● **Given problem**: Reproduce the material from the line containing "Given the photograph above, point" through the end, switching "white jacket" to "cream coat" wherever it appears and keeping everything else the same.

Data items
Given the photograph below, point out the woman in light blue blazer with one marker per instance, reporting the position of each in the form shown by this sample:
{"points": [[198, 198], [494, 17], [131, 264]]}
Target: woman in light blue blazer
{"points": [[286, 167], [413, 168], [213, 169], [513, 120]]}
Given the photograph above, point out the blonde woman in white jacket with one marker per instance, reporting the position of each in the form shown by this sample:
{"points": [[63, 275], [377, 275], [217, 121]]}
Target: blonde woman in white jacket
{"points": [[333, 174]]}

● **In response**:
Given the photograph above, point out the blonde woman in cream coat with one marker per instance, reporting the position of each in the form shown by this sample:
{"points": [[63, 275], [377, 275], [217, 121]]}
Target: blonde woman in cream coat
{"points": [[333, 174]]}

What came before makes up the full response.